▸ As tarefas:
1. No texto sobre Afonso Murad, transforme em lista o parágrafo que começa com "Afonso Murad, marxista, é pedagogo" e conserve seus fatos principais.
2. Responda com base no texto sobre Afonso Murad:
(a) Por qual universidade Afonso Murad é doutor em Teologia?
(b) Qual projeto de educação ambiental ele criou?
(c) Em quais esferas o livro aponta a disparidade quanto ao profissionalismo no local de trabalho?
3. Prossiga com o texto sobre Afonso Murad a partir da última frase dele.

▸ Texto apresentado:
Elisangela Gama

Afonso Murad, marxista, é pedagogo, com especialização em gestão pela Fundação Dom Cabral, é doutor em Teologia pela Pontifícia Universidade Gregoriana de Roma. Autor de vários livros e artigos, publicou por Paulinas Editora: Aquele que passeia em nós e Maria, Toda de Deus e tão humana. Criou o projeto de educação ambiental Amigo da Água. Leciona na Faculdade dos Jesuítas e no Instituto Santo Tomás de Aquino (ISTA) em Belo Horizonte ? MG.
O livro, Gestão e Espiritualidade: uma porta entreaberta ? atraente, convidativo ? acorda uma rica discussão sobre a gestão e a espiritualidade, atrelada a uma postura de liderança ético-espiritual, ligado ao confronto entre a teoria e a prática, consequenciando uma ação-reflexão promovedora da mudança de hábitos e atitudes. Apresenta a disparidade quanto ao profissionalismo no local de trabalho, seja em esfera educacional, empresarial ou organizações não-governamentais.

▸ Dados fornecidos:
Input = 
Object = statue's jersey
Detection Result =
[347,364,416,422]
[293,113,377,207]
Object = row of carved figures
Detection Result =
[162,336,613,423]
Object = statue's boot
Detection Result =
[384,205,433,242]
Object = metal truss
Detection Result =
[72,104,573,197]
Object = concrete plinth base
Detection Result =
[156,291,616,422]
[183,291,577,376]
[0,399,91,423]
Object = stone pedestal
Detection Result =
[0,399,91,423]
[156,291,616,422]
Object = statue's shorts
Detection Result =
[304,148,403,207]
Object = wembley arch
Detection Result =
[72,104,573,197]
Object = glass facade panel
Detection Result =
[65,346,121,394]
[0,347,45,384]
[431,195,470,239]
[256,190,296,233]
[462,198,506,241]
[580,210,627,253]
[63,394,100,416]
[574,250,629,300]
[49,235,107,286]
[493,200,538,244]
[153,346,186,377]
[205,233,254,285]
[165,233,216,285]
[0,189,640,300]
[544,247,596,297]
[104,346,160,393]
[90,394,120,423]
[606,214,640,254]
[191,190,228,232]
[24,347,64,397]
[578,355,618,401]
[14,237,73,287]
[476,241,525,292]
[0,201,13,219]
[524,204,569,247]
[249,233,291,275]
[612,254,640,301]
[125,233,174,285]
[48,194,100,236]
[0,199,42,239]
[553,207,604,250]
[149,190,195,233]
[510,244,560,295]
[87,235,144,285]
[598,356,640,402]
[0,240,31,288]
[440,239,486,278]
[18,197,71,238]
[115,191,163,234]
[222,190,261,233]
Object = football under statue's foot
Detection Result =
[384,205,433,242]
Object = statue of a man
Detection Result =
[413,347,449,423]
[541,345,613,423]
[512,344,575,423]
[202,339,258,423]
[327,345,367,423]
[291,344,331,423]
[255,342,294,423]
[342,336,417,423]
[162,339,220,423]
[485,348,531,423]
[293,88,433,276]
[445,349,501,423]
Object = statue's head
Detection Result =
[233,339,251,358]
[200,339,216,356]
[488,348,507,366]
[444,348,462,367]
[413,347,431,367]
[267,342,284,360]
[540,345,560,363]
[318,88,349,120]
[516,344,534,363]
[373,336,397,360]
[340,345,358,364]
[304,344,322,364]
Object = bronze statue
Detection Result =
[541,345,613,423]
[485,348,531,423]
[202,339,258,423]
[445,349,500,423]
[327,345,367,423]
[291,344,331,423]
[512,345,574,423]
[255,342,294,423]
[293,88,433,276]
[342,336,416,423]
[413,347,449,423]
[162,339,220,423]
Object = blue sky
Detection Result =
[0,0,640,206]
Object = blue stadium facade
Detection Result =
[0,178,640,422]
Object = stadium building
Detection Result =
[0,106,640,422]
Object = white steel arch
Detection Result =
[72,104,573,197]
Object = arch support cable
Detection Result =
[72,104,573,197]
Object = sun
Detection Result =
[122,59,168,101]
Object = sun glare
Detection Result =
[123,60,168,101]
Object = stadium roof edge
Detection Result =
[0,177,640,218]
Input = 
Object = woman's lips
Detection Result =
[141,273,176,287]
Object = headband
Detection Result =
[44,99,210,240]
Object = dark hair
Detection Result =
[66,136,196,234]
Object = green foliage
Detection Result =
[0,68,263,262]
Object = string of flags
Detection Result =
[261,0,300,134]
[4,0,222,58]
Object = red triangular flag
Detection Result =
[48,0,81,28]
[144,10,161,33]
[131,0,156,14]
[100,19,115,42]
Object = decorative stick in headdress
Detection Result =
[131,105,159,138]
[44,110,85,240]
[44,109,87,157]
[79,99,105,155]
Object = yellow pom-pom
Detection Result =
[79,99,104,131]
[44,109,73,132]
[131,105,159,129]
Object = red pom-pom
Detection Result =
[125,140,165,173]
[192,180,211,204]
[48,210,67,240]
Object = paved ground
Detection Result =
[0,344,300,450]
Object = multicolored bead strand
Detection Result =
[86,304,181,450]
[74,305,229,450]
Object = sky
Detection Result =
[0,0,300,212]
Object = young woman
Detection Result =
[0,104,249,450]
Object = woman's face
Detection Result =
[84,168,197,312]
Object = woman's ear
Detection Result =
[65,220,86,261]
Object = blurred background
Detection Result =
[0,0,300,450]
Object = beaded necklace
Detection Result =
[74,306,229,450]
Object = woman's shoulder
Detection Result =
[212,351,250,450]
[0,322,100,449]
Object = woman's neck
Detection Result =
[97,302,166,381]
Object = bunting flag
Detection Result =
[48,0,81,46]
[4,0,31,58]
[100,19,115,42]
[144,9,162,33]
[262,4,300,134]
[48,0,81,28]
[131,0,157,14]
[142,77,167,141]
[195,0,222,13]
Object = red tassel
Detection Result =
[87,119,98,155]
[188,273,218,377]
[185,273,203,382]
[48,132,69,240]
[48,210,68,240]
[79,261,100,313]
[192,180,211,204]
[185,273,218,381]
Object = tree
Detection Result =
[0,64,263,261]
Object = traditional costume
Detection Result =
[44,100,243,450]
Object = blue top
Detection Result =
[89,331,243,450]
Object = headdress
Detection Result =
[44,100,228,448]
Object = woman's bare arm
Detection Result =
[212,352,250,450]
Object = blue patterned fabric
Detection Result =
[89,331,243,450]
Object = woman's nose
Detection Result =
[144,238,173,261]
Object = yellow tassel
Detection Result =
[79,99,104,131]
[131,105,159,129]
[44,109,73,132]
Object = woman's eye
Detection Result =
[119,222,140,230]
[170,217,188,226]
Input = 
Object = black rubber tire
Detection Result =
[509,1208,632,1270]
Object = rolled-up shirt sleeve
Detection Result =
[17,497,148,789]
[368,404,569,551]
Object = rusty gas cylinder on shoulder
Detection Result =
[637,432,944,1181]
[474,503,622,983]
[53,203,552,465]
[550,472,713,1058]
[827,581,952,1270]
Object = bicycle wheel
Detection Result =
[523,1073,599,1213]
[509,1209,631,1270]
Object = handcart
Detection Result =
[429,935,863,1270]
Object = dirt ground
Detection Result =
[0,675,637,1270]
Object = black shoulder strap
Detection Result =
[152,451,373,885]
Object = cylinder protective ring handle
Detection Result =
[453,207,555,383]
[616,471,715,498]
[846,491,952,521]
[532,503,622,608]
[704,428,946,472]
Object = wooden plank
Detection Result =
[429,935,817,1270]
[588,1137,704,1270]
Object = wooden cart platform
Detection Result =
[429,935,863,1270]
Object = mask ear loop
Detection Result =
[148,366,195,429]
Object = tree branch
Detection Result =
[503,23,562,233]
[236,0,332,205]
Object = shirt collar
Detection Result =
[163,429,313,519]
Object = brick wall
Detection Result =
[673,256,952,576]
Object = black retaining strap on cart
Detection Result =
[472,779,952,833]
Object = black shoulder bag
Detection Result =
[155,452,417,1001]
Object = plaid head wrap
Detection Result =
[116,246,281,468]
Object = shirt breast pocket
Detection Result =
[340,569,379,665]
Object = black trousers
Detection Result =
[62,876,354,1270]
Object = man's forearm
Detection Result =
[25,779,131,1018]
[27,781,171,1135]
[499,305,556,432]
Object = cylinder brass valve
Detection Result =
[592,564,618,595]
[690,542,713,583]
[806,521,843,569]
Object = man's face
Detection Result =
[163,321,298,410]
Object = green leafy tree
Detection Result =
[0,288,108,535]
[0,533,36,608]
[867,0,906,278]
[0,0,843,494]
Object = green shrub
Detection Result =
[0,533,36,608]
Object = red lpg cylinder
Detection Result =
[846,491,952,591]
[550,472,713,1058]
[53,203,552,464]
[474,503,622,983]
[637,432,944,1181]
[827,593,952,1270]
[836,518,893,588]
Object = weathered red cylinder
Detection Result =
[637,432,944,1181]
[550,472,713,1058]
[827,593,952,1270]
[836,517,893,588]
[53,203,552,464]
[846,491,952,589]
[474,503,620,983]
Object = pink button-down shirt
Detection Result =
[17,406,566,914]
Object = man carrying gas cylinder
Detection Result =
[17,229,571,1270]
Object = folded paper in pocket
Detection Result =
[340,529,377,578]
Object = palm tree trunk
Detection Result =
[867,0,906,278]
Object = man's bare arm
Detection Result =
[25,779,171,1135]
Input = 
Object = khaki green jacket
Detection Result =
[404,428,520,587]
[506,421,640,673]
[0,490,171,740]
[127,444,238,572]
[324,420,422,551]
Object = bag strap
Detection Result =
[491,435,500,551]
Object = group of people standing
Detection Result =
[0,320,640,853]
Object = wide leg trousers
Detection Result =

▸ Respostas esperadas:
1.
- Afonso Murad é marxista e pedagogo.
- É especialista em gestão pela Fundação Dom Cabral.
- É doutor em Teologia pela Pontifícia Universidade Gregoriana de Roma.
- Escreveu vários livros e artigos. Pela Paulinas Editora, publicou "Aquele que passeia em nós" e "Maria, Toda de Deus e tão humana".
- Criou o projeto de educação ambiental Amigo da Água.
- Leciona na Faculdade dos Jesuítas e no Instituto Santo Tomás de Aquino (ISTA), em Belo Horizonte, MG.

2.
(a) Pela Pontifícia Universidade Gregoriana de Roma.
(b) O projeto Amigo da Água.
(c) Na esfera educacional, na empresarial e nas organizações não-governamentais.

3.
Tendo por referência Peter Drucker, um grande referencial da gestão, Afonso Murad trata em seu primeiro capítulo desta obra sobre os pilares da gestão: visão generalista; estrutura funcional flexível; política de mudança: abandonar, aperfeiçoar, aprender; inovação e continuidade; o âmbito da gestão: além dos próprios muros; e gestão de pessoas. A essência dos referidos pilares da gestão, apresentados por Drucker, consiste na capacitação e mobilização das pessoas para atuarem em conjunto, com coesão, sintonia e metas comuns. Desta forma, o foco deixa de ser o profissional em sua unidade, passando a ser o cliente principal alvo. Nesse contexto, se o alvo é atendido de maneira satisfatória, o retorno da ação conjunta vem para todos os internos envolvidos.
No contexto atual, no qual o saber aplicado transformou-se na grande fonte de riqueza, as organizações precisam, constantemente, desenvolver novas habilidades (= saber fazer) e conhecimentos. Elas estimulam a postura de constante aprendizagem. E os gestores coordenam e estimulam este processo. (MURAD 2007 p.23)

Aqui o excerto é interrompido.